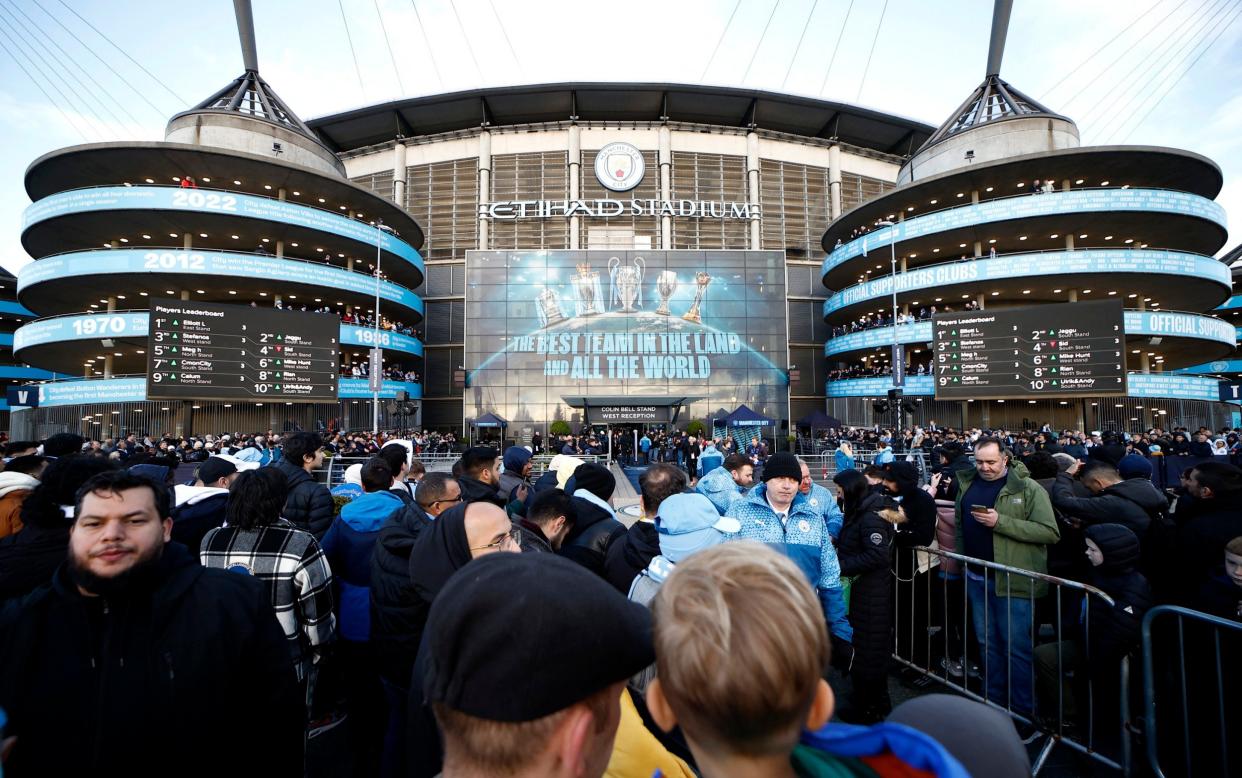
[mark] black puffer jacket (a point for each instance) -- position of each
(865, 551)
(309, 503)
(1128, 502)
(189, 658)
(593, 535)
(476, 491)
(395, 605)
(631, 554)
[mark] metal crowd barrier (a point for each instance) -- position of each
(935, 628)
(1191, 686)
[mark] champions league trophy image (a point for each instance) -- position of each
(702, 280)
(625, 283)
(549, 307)
(666, 283)
(586, 287)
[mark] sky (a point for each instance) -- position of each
(1151, 72)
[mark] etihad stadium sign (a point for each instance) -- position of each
(619, 167)
(606, 208)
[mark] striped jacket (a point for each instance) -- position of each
(804, 538)
(291, 564)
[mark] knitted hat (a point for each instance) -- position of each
(1134, 466)
(781, 465)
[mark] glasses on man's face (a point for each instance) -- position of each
(511, 538)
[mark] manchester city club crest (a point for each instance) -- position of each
(620, 167)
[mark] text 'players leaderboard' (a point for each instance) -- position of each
(210, 352)
(1021, 353)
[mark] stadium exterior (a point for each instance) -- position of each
(513, 169)
(1002, 208)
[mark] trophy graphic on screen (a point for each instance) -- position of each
(701, 280)
(549, 307)
(666, 283)
(586, 287)
(625, 283)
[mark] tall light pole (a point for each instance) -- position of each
(376, 352)
(898, 354)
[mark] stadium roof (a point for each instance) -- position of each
(621, 102)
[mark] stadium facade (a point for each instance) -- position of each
(568, 178)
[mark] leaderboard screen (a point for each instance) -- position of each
(210, 352)
(1026, 353)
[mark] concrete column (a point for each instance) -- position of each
(753, 187)
(485, 184)
(666, 184)
(575, 182)
(834, 182)
(399, 173)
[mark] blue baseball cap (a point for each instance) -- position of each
(688, 523)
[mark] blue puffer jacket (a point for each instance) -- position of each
(349, 546)
(824, 503)
(804, 538)
(720, 489)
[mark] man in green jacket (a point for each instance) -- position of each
(1005, 517)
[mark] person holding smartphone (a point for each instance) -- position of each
(1004, 516)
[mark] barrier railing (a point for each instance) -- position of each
(974, 625)
(1191, 686)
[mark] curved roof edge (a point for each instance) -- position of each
(621, 102)
(1207, 188)
(401, 219)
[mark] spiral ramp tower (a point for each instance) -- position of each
(240, 204)
(1002, 208)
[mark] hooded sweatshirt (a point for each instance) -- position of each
(14, 487)
(1114, 631)
(349, 546)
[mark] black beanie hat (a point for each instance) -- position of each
(781, 465)
(1118, 544)
(906, 475)
(519, 636)
(595, 479)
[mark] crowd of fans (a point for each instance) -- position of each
(486, 622)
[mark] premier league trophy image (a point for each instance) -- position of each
(702, 280)
(666, 283)
(586, 287)
(625, 283)
(549, 307)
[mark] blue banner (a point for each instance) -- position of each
(134, 390)
(1140, 385)
(1031, 265)
(246, 269)
(135, 324)
(208, 201)
(1076, 201)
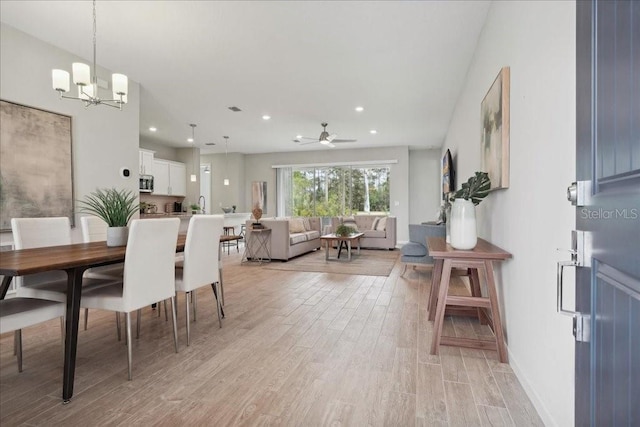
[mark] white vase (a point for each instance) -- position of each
(117, 236)
(464, 234)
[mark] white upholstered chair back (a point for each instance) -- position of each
(94, 229)
(149, 265)
(201, 252)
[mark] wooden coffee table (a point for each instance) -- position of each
(343, 241)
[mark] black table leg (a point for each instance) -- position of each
(6, 281)
(74, 291)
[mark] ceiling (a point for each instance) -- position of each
(302, 63)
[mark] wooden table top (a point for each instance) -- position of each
(37, 260)
(439, 249)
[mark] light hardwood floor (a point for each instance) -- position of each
(299, 349)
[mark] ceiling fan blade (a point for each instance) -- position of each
(298, 142)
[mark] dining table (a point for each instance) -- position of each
(74, 259)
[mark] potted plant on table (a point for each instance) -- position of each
(115, 207)
(464, 234)
(344, 230)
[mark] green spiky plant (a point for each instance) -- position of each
(344, 230)
(475, 189)
(115, 207)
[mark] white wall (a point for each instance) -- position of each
(425, 191)
(532, 218)
(104, 139)
(258, 167)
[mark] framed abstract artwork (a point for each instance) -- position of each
(494, 114)
(36, 178)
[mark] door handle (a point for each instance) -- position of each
(559, 287)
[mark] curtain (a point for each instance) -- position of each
(284, 191)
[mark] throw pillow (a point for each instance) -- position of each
(296, 225)
(382, 223)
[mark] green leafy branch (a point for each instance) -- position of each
(475, 189)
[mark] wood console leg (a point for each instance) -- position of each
(495, 312)
(441, 306)
(435, 285)
(474, 279)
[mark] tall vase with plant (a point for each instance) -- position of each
(115, 207)
(464, 234)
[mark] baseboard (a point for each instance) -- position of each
(547, 419)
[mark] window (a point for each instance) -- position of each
(340, 190)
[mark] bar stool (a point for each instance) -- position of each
(230, 231)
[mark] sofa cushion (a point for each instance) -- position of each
(296, 225)
(375, 234)
(375, 223)
(414, 249)
(297, 238)
(313, 234)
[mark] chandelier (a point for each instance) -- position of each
(88, 84)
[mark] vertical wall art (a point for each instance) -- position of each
(36, 177)
(494, 114)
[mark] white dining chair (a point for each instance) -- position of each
(149, 271)
(200, 265)
(19, 313)
(44, 232)
(94, 229)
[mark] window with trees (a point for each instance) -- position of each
(340, 190)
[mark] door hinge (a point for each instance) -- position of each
(581, 247)
(582, 327)
(579, 193)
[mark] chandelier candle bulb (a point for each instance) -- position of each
(81, 74)
(60, 80)
(120, 84)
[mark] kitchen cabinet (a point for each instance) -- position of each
(146, 162)
(169, 178)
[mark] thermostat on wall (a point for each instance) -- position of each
(125, 173)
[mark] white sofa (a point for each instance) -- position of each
(287, 239)
(383, 237)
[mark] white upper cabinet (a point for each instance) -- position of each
(146, 162)
(169, 178)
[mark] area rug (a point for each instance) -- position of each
(370, 262)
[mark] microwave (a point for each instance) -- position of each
(146, 183)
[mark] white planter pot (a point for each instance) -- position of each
(464, 234)
(117, 236)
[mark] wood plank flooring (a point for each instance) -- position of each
(299, 349)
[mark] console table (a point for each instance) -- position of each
(480, 258)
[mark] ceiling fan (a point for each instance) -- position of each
(324, 139)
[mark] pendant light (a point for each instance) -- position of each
(194, 177)
(226, 160)
(88, 84)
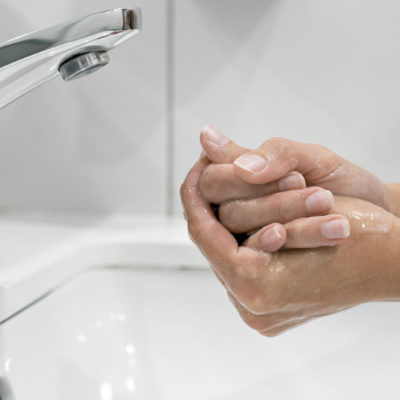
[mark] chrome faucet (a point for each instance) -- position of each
(72, 49)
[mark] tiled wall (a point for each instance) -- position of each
(311, 70)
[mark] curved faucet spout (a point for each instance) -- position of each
(72, 49)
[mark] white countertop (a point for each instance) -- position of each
(39, 251)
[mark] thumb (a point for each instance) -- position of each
(218, 147)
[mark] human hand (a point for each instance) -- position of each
(275, 292)
(280, 207)
(277, 157)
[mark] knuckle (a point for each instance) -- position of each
(278, 143)
(229, 215)
(253, 301)
(183, 190)
(194, 231)
(207, 183)
(272, 333)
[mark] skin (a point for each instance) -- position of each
(239, 192)
(274, 292)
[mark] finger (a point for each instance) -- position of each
(272, 332)
(245, 215)
(205, 230)
(270, 238)
(219, 183)
(276, 157)
(302, 233)
(218, 147)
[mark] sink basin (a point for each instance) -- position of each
(150, 333)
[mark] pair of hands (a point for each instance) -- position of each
(335, 251)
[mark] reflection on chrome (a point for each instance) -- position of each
(7, 365)
(130, 349)
(75, 48)
(105, 391)
(130, 384)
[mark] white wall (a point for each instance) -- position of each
(97, 144)
(311, 70)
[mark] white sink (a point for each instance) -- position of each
(172, 335)
(164, 333)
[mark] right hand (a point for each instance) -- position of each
(276, 158)
(275, 292)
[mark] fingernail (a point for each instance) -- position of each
(215, 136)
(319, 201)
(251, 162)
(270, 236)
(336, 229)
(291, 182)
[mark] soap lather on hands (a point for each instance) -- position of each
(276, 291)
(279, 207)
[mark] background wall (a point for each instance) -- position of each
(123, 139)
(315, 71)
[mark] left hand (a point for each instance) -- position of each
(275, 292)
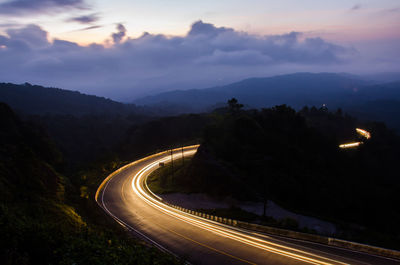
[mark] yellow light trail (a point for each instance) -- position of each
(218, 228)
(350, 145)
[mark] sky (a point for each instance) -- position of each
(124, 49)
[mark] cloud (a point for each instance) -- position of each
(117, 37)
(86, 19)
(131, 67)
(356, 7)
(89, 28)
(15, 7)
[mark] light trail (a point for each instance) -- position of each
(350, 145)
(364, 133)
(139, 181)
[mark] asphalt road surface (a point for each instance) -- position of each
(124, 196)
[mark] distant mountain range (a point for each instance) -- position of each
(295, 90)
(363, 98)
(32, 99)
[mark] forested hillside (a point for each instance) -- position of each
(49, 218)
(293, 158)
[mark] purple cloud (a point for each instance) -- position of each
(15, 7)
(117, 37)
(132, 67)
(356, 7)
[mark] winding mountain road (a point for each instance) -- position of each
(124, 196)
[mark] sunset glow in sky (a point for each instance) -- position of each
(360, 36)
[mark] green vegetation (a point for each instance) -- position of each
(49, 218)
(166, 178)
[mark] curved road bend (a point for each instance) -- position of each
(199, 241)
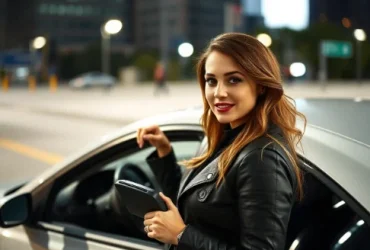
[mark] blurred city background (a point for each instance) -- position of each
(53, 51)
(312, 39)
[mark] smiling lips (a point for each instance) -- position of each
(223, 107)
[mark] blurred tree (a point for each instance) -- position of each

Your task> Exactly reproduce the lines beginning at the one that contains "[mark] cloud (a" and ending at the final line of the material, with the pictures left out.

Exercise output>
[mark] cloud (a point for each instance) -- position of each
(117, 37)
(86, 19)
(131, 67)
(356, 7)
(89, 28)
(15, 7)
[mark] light trail (a point for each instance) -- position of each
(350, 145)
(364, 133)
(139, 181)
[mark] asphalt road surface (a point for each instance) -- position of each
(124, 196)
[mark] distant mountain range (a point for each instance) -- position of each
(295, 90)
(363, 98)
(32, 99)
[mark] forested hillside (a point for each instance) -- position of each
(49, 218)
(293, 158)
[mark] purple cloud (a point for each instance) -- position of each
(15, 7)
(117, 37)
(132, 67)
(356, 7)
[mark] winding mountain road (a point for each instance) -- position of each
(124, 196)
[mark] sunset glow in sky (a point for each instance) -- position of each
(360, 36)
[mark] green vegetation (a point for each instance) -- position of each
(49, 218)
(166, 178)
[mark] curved road bend (a point for each instance) -- position of each
(199, 241)
[mark] blurred city background (a point for each instance) -- position of each
(53, 51)
(312, 39)
[mark] smiling lips (a point for each instance) -- position of each
(223, 107)
[mark] blurred tree (a point for each instance) -- position of each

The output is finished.